BEGIN

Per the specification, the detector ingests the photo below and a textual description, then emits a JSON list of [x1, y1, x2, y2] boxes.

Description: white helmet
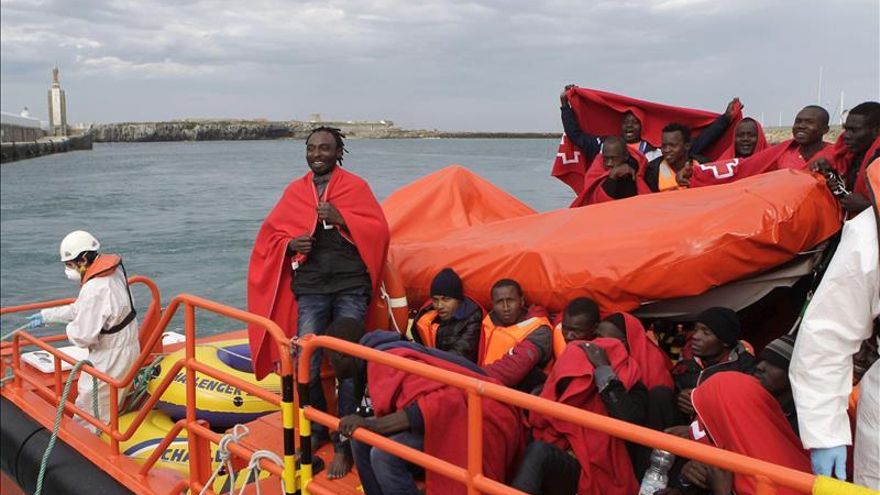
[[59, 230, 100, 262]]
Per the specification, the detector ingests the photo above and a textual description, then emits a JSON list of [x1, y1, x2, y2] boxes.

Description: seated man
[[754, 334, 799, 436], [551, 297, 601, 358], [514, 338, 644, 495], [411, 268, 483, 363], [595, 313, 676, 432], [682, 372, 811, 495], [571, 136, 652, 206], [328, 319, 538, 495], [480, 279, 552, 389], [26, 231, 140, 431], [645, 123, 709, 192], [671, 307, 756, 422]]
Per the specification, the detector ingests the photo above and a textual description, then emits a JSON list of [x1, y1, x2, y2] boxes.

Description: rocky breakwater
[[90, 119, 311, 142]]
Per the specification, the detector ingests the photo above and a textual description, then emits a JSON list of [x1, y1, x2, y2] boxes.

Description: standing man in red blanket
[[246, 126, 390, 477]]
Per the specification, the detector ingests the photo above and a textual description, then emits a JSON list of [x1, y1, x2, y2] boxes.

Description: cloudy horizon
[[1, 0, 878, 132]]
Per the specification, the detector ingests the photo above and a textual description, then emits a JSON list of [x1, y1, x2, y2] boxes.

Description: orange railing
[[1, 285, 298, 495], [297, 335, 867, 495]]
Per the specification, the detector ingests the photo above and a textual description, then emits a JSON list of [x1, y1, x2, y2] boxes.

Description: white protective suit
[[41, 266, 141, 429], [790, 208, 880, 488]]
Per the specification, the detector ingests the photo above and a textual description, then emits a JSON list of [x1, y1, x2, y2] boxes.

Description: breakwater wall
[[0, 134, 93, 164], [90, 119, 558, 142]]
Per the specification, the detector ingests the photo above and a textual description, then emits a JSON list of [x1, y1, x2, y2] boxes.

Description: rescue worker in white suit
[[790, 203, 880, 489], [25, 231, 141, 430]]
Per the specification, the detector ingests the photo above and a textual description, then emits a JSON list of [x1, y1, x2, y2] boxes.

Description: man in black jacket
[[411, 268, 483, 363]]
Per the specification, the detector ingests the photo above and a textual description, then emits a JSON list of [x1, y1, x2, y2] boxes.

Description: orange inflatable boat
[[384, 165, 841, 313]]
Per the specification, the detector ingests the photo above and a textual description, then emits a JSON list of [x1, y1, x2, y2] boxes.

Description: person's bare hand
[[676, 162, 694, 187], [560, 84, 576, 106], [725, 97, 741, 119], [317, 201, 345, 226], [677, 388, 695, 417], [840, 193, 871, 215], [338, 414, 368, 437], [580, 342, 611, 367], [707, 465, 734, 495], [681, 460, 712, 489], [809, 157, 833, 173], [608, 164, 636, 180], [288, 235, 314, 254]]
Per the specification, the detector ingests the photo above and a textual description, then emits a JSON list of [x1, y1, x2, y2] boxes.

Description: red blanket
[[619, 313, 673, 390], [552, 88, 742, 193], [689, 140, 799, 188], [368, 347, 526, 494], [247, 167, 389, 379], [691, 372, 811, 495], [570, 150, 651, 207], [717, 117, 768, 159], [529, 338, 641, 495]]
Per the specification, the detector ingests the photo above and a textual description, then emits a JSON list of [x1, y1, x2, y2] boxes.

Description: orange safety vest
[[415, 310, 440, 349], [551, 323, 568, 359], [480, 315, 552, 367], [81, 254, 137, 334]]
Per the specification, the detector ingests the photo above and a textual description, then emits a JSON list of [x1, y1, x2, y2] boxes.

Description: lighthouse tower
[[47, 66, 68, 137]]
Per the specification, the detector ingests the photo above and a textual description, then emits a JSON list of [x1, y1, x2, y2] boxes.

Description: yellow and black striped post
[[281, 373, 297, 495], [296, 380, 314, 494]]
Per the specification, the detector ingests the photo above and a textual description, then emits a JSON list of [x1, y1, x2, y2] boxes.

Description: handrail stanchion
[[110, 386, 120, 454], [467, 386, 484, 495], [280, 339, 297, 495], [183, 302, 210, 489], [297, 335, 315, 495], [53, 354, 62, 395]]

END

Instructions for the task: Your copy must match the records above word for word and contain no pictures.

Response:
Per the specification, the detector ingests the photo below and a textual description, then emits a JSON list of [x1, y1, x2, y2] boxes.

Description: white helmet
[[59, 230, 100, 262]]
Per the specification, the detector ingests the photo above and a textual description, then emits a JSON list of [x1, y1, x2, y2] boxes.

Description: seated man
[[754, 334, 799, 436], [551, 297, 601, 358], [514, 338, 644, 495], [411, 268, 483, 363], [595, 313, 676, 432], [682, 372, 811, 495], [571, 136, 652, 206], [328, 319, 538, 495], [480, 279, 552, 389], [26, 231, 140, 431], [645, 123, 709, 192], [671, 307, 756, 422]]
Per the specification, the detector ingests the photo above and a textual description, then emits a JSON list of [x1, y1, x2, y2] boxes.

Description: rocky breakwater
[[90, 119, 311, 142]]
Per the specification, the detector ingests the photo above and a textual description, then emits a JSON list of [x1, y1, x2, y2] boxes.

Description: standing man in red blanket
[[246, 126, 390, 477]]
Per the specification, the detector ingests the photo above and a textual description, then emits a JSON list of [x1, y1, x2, y2] boxes.

Description: cloudy horizon
[[1, 0, 878, 132]]
Per the specification, the detector ingests the photo above and a textual description, then emits a JSON list of [x1, y1, x2, y2] boxes.

Description: orange railing
[[1, 285, 298, 495], [297, 335, 867, 495]]
Per the specification, the detector ingests the photo above and a textual description, then emits a JSON list of [x1, y1, x2, y2] boxes.

Description: white protective suit
[[41, 266, 141, 429], [790, 208, 880, 488]]
Per the specification, the detector ingests the photo above and a textual description, then emits a JSON list of [x1, y1, x2, y2] boxes.

Description: breakwater wall
[[0, 134, 93, 164], [90, 119, 558, 142]]
Per the specification, the detector ingests the photo above and a textual description, then emits a JSON list of [x1, y1, x2, y2] boxes.

Description: rescue worker in white suit
[[790, 203, 880, 489], [25, 231, 141, 430]]
Per the specification, the detector ingests the photo above and a textual description, then emits a JSON list of [x1, y1, x2, y2] boxes.

Description: man in black jacket
[[411, 268, 483, 363]]
Per the specification, the detector ingests the photo above and a textual description, then emits a JSON list of [x1, y1, x2, y2] boxes.

Description: orange inflatable boat
[[384, 165, 841, 313]]
Per the specification, the detector ingests the photo above and a textual description, then emits a JSON list of [x1, y1, x2, y2] boxes.

Description: person's bare hand
[[676, 162, 694, 187], [560, 84, 576, 106], [725, 97, 741, 119], [317, 201, 345, 226], [677, 388, 695, 417], [840, 193, 871, 215], [338, 414, 368, 437], [580, 342, 611, 367], [707, 465, 734, 495], [681, 460, 712, 489], [809, 157, 833, 173], [608, 164, 636, 180], [288, 235, 314, 254]]
Per the specification, the detector ingests the photo above and a textual description, then emits a JSON list of [x1, y1, x2, y2] boxes.

Description: red blanket
[[619, 313, 673, 390], [552, 88, 742, 193], [689, 140, 799, 188], [368, 347, 526, 494], [247, 167, 389, 379], [691, 372, 811, 495], [570, 150, 651, 207], [717, 117, 768, 159], [529, 338, 641, 495]]
Per the specification, the detector ingests the photo above and a textual description, then emits a JSON list of [x1, y1, x2, y2] boxes.

Description: orange safety vest
[[415, 310, 440, 349], [551, 323, 568, 359], [480, 315, 552, 367], [81, 254, 137, 334]]
Per the specification, the detector ingests the photo above and a textual description, then emits a JSON list of [x1, y1, x2, y2] boxes.

Description: lighthouse tower
[[47, 66, 68, 137]]
Per the specification, the detector ingests the photo above and a textual description, then emits a JSON list of [x1, y1, x2, y2] boxes.

Description: yellow and black striped post
[[281, 373, 297, 495], [296, 380, 314, 494]]
Per the specification, the detector ingests the photo above and a textual description, then emits a JSON list of [x1, y1, x2, y2] boxes.

Description: handrail stanchion
[[110, 386, 120, 454], [467, 386, 484, 495], [280, 339, 297, 495], [183, 302, 210, 489], [297, 335, 315, 495], [53, 354, 62, 395]]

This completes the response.